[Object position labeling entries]
-=-=-

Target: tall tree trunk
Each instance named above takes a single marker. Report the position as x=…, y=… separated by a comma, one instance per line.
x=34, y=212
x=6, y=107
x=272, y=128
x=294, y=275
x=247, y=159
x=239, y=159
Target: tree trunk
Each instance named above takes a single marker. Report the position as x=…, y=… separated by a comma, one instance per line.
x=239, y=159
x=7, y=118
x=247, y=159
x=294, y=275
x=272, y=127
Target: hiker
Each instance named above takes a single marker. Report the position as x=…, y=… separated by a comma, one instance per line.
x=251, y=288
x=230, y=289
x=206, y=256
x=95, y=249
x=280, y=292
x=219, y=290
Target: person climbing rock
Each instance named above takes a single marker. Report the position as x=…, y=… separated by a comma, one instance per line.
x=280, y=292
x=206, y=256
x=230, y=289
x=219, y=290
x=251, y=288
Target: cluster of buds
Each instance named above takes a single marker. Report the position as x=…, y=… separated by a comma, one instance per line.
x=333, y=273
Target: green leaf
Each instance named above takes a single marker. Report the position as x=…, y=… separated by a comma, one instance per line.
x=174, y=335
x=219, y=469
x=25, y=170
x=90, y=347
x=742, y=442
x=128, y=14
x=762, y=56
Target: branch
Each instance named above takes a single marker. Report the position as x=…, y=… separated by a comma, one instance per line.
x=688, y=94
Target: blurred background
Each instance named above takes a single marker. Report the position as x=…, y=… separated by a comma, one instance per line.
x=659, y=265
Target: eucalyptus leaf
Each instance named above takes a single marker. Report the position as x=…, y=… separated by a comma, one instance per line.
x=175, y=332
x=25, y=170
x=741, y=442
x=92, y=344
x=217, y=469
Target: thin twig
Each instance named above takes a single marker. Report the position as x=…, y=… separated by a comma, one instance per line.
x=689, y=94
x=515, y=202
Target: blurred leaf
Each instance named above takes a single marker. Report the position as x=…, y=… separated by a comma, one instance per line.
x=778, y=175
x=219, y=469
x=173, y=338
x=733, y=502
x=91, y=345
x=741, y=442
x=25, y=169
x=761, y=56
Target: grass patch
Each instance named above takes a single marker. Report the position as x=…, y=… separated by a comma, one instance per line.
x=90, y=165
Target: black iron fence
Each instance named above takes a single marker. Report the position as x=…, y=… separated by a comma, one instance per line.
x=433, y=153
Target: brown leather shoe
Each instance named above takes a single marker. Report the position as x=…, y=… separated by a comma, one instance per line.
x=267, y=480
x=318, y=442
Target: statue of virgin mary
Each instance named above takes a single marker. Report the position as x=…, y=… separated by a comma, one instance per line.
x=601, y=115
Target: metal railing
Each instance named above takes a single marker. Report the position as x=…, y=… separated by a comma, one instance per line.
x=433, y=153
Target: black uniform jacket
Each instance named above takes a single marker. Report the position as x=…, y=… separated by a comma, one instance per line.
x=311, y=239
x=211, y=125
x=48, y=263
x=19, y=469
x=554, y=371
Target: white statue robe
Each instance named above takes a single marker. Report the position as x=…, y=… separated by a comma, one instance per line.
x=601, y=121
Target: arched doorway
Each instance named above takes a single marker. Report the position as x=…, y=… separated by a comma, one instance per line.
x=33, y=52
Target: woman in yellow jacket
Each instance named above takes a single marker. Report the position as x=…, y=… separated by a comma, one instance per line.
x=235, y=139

-=-=-

§ **STATED GOAL**
Restate every record exactly, leaving nothing out.

§ **FULL ANSWER**
Target: tall tree trunk
Each instance named above takes a single marker. Report the position as x=…, y=… separated by a comma, one instance per line.
x=34, y=212
x=6, y=107
x=272, y=128
x=294, y=275
x=247, y=159
x=239, y=159
Target: tree trunk
Each instance named above takes a single marker. Report the position as x=…, y=… separated by a comma, one instance per line.
x=239, y=159
x=7, y=118
x=247, y=159
x=294, y=275
x=272, y=127
Target: hiker
Each instance named above takes a single marker. Report the position as x=…, y=… separated by a comma, one instance per line.
x=251, y=288
x=230, y=289
x=206, y=256
x=95, y=249
x=280, y=292
x=219, y=290
Target: person climbing rock
Each instance named above takes a single marker. Report the position as x=…, y=… separated by a comma, one instance per line.
x=280, y=292
x=206, y=256
x=230, y=289
x=219, y=290
x=251, y=288
Target: cluster of buds
Each instance named above takes a single marker. Report the position as x=…, y=… separated by a comma, one instance per line.
x=333, y=273
Target: green leaf
Each instance named above takes a single marker. Report the position as x=…, y=… separated by a comma, one instance per line.
x=174, y=335
x=219, y=469
x=25, y=170
x=90, y=347
x=742, y=442
x=128, y=14
x=762, y=56
Target: branch
Each instance named above takes a single marker. Report the position as x=…, y=… separated by a comma, one instance per line.
x=688, y=94
Target: blurred background
Each instance named above takes a single marker. Report the position as x=…, y=… separated by a comma, one instance per line.
x=659, y=265
Target: eucalyptus leaf
Each instance named above takes a single marker. Report the position as x=…, y=… separated by a comma, one instance per line.
x=175, y=332
x=25, y=170
x=741, y=442
x=92, y=344
x=217, y=469
Target: thin twig
Each instance named above takes a single marker. Report the position as x=…, y=… separated by a comma, one instance per line.
x=689, y=94
x=515, y=202
Target: blurred leaf
Each instance named above takes a single marker. Report the position as x=…, y=… separated by a comma, one instance per line.
x=778, y=175
x=219, y=469
x=173, y=338
x=733, y=502
x=91, y=345
x=741, y=442
x=25, y=169
x=761, y=56
Target: grass patch
Each instance named above takes a single marker. Report the position as x=…, y=… separated by a comma, one instance per line.
x=90, y=165
Target: black iron fence
Each instance named above takes a single marker. Report the position as x=…, y=… separated by a comma, one instance per line.
x=433, y=153
Target: brown leather shoe
Each instance named above takes a single marker. Report the position as x=…, y=… separated by a comma, one instance per line.
x=267, y=480
x=318, y=442
Target: statue of virgin mary
Each instance named above takes a single marker. Report the position as x=…, y=… separated by a comma, one instance per line.
x=601, y=115
Target: metal railing
Each instance named above takes a single marker. Report the position as x=…, y=… separated by a comma, one instance per line.
x=433, y=153
Target: black uniform jacket
Each instance named above takes a single marker. Report the position as x=…, y=… separated by a comma, one instance per line.
x=311, y=239
x=211, y=125
x=48, y=263
x=19, y=469
x=554, y=371
Target: white statue robe
Each instance named above takes a single marker. Report the position as x=…, y=… separated by a comma, one instance per line.
x=601, y=121
Target: arched doorway
Each instance named above takes a single marker. Report the position as x=…, y=… separated by a comma, one instance per line.
x=33, y=52
Target: woman in yellow jacket
Each instance named above takes a single marker. Report the position as x=…, y=… separated by a comma, one instance per line.
x=235, y=139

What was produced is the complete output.